▸ Tareas:
1. Según el fragmento, ¿cómo entendemos (o malentendemos) el conocimiento en nuestra cultura?
2. Devuelve sin cambios el pasaje del fragmento que empieza en "Detectar esa imagen" y termina en "es: una distorsión.".
3. Reescribe en forma de lista breve el párrafo del fragmento que comienza con "A nuestro juicio, en esta cuestión", conservando sus datos principales.

Detectar esa imagen equivaldría a comprender el gran error, el “error marco” que distorsiona nuestra comprensión y que, al mismo tiempo, evita que la reconozcamos justamente como lo que es: una distorsión.

A nuestro juicio, en esta cuestión Wittgenstein está en lo cierto. En nuestra cultura subyace un gran error, una comprensión equivocada de tipo operativo sobre lo que significa conocer, con consecuencias también nocivas en otros ámbitos, tanto teóricos como prácticos. Como resumen, podríamos indicar que entendemos (o malentendemos) el conocimiento como “mediacional”. En su origen esta concepción se sustentaba sobre la idea de que éramos capaces de captar la realidad externa por medio de representaciones internas. En una de sus Cartas, Descartes señalaba que «estoy seguro de que no puedo tener ningún conocimiento de aquello que se haya fuera de mí sino por mediación de las ideas que yo he tenido en mí de ello»[3]. Pero esta afirmación solo tiene sentido si se acepta al mismo tiempo una determinada topología de la mente y el mundo. La realidad que buscamos conocer se encuentra fuera de nuestra mente, mientras que nuestro conocimiento sobre ella está dentro de nosotros. De ese modo, el saber dependería de que ciertos estados de la mente representaran de un modo preciso lo que existe fuera de ella. Cuando la representación es correcta y fiable, hay conocimiento. Se conocen, pues, las cosas “sólo a través” o “por medio” de esos estados internos que llamamos ideas.

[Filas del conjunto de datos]
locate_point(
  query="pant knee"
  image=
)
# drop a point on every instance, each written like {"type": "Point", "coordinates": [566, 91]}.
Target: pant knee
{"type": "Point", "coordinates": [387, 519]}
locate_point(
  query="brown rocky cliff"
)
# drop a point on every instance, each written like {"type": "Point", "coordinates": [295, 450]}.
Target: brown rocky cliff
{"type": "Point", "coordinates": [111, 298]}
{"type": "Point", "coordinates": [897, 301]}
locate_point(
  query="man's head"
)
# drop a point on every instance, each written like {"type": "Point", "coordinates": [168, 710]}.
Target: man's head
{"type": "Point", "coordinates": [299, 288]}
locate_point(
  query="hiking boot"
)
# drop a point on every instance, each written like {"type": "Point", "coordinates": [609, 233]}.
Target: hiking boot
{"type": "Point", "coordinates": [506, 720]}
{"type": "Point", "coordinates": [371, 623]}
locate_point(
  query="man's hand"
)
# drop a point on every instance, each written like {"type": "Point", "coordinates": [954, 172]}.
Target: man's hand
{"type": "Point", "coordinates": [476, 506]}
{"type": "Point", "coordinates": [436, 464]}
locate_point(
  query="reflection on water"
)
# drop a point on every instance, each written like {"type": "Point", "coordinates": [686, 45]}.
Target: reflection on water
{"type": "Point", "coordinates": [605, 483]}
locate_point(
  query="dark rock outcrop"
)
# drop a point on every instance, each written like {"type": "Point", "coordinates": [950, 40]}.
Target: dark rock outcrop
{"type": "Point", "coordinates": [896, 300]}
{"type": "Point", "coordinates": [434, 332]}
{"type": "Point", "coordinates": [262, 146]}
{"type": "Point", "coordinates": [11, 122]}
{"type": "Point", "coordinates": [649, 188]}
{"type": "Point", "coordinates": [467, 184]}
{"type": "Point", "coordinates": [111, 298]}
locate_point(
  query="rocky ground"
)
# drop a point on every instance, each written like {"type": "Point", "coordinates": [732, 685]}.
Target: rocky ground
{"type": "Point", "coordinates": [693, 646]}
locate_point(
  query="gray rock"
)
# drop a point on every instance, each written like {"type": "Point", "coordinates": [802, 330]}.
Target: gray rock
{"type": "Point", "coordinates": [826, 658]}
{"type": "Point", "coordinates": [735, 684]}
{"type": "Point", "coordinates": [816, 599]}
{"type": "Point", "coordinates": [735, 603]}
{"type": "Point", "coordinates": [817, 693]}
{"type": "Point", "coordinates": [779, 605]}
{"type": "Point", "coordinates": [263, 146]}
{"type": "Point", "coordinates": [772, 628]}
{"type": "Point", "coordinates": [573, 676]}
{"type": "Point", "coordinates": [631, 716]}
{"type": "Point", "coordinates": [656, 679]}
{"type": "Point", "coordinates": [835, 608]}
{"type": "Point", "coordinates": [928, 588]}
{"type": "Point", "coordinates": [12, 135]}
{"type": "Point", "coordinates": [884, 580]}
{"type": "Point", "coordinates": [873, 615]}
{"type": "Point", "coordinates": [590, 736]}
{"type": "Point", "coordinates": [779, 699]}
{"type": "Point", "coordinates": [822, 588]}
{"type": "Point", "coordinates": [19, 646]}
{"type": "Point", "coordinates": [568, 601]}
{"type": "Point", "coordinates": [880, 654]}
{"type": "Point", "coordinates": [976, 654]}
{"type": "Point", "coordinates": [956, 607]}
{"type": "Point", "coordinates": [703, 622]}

▸ Respuestas en orden:
1. Como "mediacional".

2.
Detectar esa imagen equivaldría a comprender el gran error, el “error marco” que distorsiona nuestra comprensión y que, al mismo tiempo, evita que la reconozcamos justamente como lo que es: una distorsión.

3.
- Wittgenstein está en lo cierto: en nuestra cultura subyace un gran error sobre lo que significa conocer, con consecuencias nocivas también en otros ámbitos teóricos y prácticos.
- Entendemos (o malentendemos) el conocimiento como "mediacional".
- En su origen, esta concepción suponía que captamos la realidad externa por medio de representaciones internas.
- Descartes, en una de sus Cartas, afirmaba que solo conocía lo que está fuera de él por mediación de las ideas que tenía en sí.
- Esa afirmación exige aceptar una topología: la realidad está fuera de la mente y el conocimiento, dentro.
- Hay conocimiento cuando ciertos estados de la mente representan de modo correcto y fiable lo que existe fuera; las cosas se conocen "sólo a través" de esos estados internos llamados ideas.